◆ **TASK BRIEF**: Rewrite the data from the line with "Do you see any white railing" up to and including the line with "[704,409,723,422]", replacing "trash bin" with "garbage can" and changing nothing else. Return only those lines.

>>>>

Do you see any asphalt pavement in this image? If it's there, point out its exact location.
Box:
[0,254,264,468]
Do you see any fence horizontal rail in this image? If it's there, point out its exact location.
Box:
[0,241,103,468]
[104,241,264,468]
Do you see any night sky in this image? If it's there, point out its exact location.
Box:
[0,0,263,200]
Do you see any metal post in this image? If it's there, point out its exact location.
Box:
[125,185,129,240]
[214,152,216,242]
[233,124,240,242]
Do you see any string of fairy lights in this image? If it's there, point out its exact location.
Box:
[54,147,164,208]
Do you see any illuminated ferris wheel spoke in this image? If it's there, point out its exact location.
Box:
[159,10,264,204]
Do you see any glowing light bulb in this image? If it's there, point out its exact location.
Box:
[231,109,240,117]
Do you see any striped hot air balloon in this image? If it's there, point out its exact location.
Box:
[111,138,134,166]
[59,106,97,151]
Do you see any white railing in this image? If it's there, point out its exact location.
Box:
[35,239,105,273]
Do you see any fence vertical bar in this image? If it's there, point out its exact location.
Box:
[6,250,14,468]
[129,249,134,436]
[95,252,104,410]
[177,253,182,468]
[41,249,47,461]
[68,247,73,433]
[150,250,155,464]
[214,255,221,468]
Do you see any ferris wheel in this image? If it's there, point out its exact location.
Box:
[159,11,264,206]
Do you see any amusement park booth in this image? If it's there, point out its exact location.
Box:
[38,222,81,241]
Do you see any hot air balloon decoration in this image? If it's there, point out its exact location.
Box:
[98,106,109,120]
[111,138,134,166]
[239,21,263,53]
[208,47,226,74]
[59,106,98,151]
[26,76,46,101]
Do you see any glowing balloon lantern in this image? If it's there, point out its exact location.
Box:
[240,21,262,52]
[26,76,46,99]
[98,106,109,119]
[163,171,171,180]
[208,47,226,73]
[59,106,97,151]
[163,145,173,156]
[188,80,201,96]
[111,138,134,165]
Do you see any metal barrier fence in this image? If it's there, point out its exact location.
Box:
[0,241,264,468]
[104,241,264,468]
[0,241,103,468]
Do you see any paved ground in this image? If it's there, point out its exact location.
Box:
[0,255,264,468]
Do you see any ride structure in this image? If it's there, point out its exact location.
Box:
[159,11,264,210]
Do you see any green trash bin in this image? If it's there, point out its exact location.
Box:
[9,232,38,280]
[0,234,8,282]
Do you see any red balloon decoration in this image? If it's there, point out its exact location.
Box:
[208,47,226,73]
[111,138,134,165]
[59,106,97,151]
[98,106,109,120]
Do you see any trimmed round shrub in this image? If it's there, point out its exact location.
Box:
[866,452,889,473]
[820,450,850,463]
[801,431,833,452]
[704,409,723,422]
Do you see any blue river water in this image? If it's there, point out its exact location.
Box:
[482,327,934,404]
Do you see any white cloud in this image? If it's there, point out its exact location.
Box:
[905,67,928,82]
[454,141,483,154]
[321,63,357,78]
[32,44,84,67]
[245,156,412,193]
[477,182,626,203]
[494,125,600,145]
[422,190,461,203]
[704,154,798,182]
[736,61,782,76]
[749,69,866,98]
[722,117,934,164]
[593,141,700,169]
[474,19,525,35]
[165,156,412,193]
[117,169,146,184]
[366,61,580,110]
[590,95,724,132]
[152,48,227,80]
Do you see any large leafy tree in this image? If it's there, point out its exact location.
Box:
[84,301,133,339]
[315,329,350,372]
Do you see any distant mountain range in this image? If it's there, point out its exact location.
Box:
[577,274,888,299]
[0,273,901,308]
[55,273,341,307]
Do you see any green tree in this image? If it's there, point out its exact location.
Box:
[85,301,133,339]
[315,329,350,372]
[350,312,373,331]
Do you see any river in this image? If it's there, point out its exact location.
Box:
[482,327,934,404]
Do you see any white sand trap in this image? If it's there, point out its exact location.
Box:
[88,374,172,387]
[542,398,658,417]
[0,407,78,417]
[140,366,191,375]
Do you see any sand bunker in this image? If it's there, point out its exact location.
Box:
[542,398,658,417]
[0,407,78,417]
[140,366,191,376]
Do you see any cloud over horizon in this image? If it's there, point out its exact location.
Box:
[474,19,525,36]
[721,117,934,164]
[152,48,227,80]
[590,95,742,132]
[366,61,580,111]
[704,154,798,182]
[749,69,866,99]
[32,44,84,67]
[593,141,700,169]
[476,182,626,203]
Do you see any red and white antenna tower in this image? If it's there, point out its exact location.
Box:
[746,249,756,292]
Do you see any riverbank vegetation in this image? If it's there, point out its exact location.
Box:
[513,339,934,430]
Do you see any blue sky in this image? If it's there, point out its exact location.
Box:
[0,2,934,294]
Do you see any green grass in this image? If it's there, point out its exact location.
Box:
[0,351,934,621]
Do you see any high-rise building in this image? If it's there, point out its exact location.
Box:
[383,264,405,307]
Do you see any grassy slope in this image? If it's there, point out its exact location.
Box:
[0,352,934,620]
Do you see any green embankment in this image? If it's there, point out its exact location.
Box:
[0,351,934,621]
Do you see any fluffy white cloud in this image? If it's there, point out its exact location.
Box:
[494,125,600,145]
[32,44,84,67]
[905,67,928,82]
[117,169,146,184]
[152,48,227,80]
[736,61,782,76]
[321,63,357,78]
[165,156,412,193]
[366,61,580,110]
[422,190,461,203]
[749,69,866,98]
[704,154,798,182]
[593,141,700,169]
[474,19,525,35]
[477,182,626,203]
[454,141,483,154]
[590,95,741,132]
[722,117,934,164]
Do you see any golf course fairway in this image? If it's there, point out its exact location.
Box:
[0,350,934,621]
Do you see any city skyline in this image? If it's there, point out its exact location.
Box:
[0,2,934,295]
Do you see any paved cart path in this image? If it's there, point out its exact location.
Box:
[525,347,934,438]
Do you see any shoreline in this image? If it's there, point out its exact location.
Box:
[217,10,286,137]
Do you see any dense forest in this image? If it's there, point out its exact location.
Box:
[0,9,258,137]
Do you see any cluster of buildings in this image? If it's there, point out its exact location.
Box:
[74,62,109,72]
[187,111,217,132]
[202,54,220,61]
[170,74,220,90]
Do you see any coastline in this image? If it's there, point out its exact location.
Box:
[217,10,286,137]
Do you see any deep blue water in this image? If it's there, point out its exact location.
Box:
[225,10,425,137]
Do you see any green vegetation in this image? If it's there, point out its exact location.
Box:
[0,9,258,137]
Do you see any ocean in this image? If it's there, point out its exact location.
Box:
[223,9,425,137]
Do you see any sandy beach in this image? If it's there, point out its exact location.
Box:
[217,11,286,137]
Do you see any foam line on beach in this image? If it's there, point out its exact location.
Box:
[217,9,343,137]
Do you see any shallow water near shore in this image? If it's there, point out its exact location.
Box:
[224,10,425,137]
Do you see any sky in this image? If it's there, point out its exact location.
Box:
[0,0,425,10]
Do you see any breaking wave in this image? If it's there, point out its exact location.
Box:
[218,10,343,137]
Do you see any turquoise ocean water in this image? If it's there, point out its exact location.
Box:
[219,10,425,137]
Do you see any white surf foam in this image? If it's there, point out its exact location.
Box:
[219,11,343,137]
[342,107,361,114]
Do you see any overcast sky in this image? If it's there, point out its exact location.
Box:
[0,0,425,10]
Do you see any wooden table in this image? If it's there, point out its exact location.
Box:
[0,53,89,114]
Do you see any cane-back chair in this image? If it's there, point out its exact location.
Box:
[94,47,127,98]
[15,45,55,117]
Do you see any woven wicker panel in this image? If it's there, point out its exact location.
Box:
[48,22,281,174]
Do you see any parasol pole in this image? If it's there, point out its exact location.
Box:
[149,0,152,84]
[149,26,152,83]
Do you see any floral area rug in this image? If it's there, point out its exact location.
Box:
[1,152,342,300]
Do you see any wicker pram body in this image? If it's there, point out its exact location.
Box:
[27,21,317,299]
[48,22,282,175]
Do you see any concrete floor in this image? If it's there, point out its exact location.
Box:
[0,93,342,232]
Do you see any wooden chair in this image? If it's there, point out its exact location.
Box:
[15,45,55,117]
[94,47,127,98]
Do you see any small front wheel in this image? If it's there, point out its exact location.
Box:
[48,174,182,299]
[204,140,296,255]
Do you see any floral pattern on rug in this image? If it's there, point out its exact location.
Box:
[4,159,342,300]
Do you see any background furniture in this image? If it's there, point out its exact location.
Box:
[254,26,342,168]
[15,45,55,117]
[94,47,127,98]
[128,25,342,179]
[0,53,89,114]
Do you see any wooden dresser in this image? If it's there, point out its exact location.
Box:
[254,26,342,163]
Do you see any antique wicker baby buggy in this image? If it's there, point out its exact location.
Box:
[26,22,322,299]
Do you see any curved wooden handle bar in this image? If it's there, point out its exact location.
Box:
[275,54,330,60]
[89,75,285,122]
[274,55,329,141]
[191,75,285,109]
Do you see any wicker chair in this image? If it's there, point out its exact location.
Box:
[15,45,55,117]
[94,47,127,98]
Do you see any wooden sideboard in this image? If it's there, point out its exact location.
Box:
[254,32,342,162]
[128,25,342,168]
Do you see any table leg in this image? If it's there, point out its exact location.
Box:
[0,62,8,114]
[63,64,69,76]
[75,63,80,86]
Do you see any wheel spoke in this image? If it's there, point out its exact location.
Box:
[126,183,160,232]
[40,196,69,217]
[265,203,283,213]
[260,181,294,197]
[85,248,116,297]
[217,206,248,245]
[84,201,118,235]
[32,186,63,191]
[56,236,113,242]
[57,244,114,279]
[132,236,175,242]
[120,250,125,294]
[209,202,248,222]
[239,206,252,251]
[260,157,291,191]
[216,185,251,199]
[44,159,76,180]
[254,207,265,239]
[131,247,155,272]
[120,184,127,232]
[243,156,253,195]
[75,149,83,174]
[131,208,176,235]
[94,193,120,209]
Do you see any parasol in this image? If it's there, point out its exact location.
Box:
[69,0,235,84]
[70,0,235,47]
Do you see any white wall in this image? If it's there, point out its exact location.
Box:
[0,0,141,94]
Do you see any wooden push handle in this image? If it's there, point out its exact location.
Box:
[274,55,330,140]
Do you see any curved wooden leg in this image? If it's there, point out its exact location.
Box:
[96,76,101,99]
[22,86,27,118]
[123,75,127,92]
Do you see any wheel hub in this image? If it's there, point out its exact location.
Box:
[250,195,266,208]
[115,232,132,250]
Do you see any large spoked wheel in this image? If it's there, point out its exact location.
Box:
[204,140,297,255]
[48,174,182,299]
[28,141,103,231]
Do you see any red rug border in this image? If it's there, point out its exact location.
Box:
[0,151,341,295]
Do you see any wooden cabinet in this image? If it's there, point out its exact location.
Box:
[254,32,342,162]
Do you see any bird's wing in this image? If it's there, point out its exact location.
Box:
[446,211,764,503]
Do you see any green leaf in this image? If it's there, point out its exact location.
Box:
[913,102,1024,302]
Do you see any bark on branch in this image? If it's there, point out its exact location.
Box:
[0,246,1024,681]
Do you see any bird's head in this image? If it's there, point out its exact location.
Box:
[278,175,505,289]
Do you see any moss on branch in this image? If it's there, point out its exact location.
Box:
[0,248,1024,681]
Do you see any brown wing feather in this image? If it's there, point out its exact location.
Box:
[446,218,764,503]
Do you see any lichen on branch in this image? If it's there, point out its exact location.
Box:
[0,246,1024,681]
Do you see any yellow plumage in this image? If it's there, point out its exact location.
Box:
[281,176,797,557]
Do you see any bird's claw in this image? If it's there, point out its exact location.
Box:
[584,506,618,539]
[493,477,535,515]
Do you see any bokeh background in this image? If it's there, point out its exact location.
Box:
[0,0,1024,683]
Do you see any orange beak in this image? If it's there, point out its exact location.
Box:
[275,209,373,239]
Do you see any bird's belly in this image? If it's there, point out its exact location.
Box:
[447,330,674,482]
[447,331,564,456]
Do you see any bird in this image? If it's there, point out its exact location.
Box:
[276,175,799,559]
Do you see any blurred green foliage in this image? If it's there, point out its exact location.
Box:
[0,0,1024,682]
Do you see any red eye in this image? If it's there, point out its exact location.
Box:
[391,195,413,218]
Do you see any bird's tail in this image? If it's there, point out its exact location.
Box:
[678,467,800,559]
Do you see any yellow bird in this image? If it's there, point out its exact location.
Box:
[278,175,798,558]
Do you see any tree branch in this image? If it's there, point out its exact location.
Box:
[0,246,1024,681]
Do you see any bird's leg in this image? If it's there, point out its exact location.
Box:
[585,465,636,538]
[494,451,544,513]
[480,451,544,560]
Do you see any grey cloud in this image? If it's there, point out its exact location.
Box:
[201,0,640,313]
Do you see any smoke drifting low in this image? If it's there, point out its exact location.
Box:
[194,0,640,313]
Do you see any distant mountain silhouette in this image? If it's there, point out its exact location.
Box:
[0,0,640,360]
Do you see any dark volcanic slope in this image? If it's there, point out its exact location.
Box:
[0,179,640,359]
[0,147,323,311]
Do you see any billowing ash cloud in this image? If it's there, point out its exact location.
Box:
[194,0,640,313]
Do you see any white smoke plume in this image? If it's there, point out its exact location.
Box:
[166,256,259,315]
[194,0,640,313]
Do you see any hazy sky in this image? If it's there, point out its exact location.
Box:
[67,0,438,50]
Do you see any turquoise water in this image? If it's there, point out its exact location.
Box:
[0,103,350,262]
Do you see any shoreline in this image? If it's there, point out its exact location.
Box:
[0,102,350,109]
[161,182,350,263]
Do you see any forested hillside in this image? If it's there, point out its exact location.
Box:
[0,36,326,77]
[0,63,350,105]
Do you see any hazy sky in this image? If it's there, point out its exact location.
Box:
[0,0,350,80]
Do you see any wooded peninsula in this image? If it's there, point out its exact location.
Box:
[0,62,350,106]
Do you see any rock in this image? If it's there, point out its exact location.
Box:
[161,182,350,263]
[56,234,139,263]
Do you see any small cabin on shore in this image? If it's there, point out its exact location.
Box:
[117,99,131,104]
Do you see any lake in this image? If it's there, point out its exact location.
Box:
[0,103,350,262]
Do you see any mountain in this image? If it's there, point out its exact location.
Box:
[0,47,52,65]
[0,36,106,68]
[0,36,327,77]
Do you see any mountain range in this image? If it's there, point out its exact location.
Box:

<<<<

◆ **WORKED ANSWER**:
Do you see any white railing in this image? If it's there, point out its exact location.
Box:
[35,239,105,273]
Do you see any fence vertical bar in this image? If it's there, point out its exact location.
Box:
[6,250,14,468]
[129,249,134,436]
[95,252,104,410]
[177,253,182,468]
[41,249,47,461]
[68,247,73,433]
[150,250,155,464]
[214,255,221,468]
Do you see any ferris wheel in this image? If it's there, point out its exact location.
Box:
[159,11,264,206]
Do you see any amusement park booth in this image? If it's there, point out its exact location.
Box:
[38,222,81,241]
Do you see any hot air balloon decoration in this image? If it's there, point out its exact location.
Box:
[98,106,109,120]
[111,138,134,166]
[239,21,263,53]
[208,47,226,74]
[59,106,98,151]
[26,76,46,101]
Do you see any glowing balloon lantern in this image? If it's there, point out its exact location.
Box:
[240,21,262,52]
[26,76,46,99]
[98,106,109,119]
[163,171,171,180]
[208,47,226,73]
[59,106,97,151]
[163,145,173,156]
[188,80,201,96]
[111,138,134,165]
Do you see any metal barrier fence in this image? If it's there, point out its exact location.
Box:
[0,241,264,468]
[104,241,264,468]
[0,241,103,468]
Do you see any paved ground in this image? If it's there, point out its exact location.
Box:
[0,255,264,468]
Do you see any ride structure in this image? If it's there, point out its exact location.
Box:
[159,11,264,210]
Do you see any green garbage can in this image? If it's there, point out its exact location.
Box:
[9,232,38,280]
[0,234,8,282]
Do you see any red balloon decoration in this image? If it's there, point out its exact location.
Box:
[208,47,226,73]
[111,138,134,165]
[59,106,97,151]
[98,106,109,120]
Do you see any trimmed round shrub in this image? If it's there, point out its exact location.
Box:
[866,452,889,473]
[820,450,850,463]
[801,431,833,452]
[704,409,723,422]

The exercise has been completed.